> [Text section]
CONFIGURE ARCHIVELOG DELETION POLICY TO APPLIED ON ALL STANDBY;

for the site where you don’t backup. It can be the standby or the primary.

and:


CONFIGURE ARCHIVELOG DELETION POLICY TO APPLIED ON ALL STANDBY BACKED UP 1 TIMES TO DISK;

for the site where you do the backups. It can be the primary or the standby.

I’ve always configured it in this way, but I recently discovered that the order of the subclause matters. Do not CONFIGURE ARCHIVELOG DELETION POLICY TO BACKED UP 1 TIMES TO DISK APPLIED ON ALL STANDBY; because no archivelogs will be reclaimable, and your recovery area will be full. This is probably a bug. I’ll update this post when I have more information about this.

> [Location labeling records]
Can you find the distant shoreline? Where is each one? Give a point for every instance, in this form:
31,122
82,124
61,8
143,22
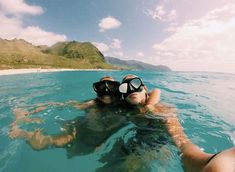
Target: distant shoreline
39,70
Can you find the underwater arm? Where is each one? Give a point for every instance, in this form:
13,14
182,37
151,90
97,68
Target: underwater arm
154,98
39,141
83,105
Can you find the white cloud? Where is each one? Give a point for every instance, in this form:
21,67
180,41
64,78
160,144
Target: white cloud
140,54
37,36
19,7
109,23
203,44
162,14
116,44
101,46
12,26
114,49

> [Stated exercise 1]
Answer these questions using the text on archivelog deletion policy, one answer per line:
(a) Which policy is set for the site where no backups are taken?
(b) For the site that does the backups, how many times and to what must archivelogs be backed up?
(c) What results from placing the "BACKED UP 1 TIMES TO DISK" subclause before "APPLIED ON ALL STANDBY"?
> [Stated exercise 2] Gather every line of the records that contains the word "underwater" and copy each one.
The text and the records were taken from unrelated sources.

> [Written answer 1]
(a) CONFIGURE ARCHIVELOG DELETION POLICY TO APPLIED ON ALL STANDBY;
(b) 1 time, to disk.
(c) No archivelogs will be reclaimable, and the recovery area will be full.

> [Written answer 2]
Can you find the underwater arm? Where is each one? Give a point for every instance, in this form:
Target: underwater arm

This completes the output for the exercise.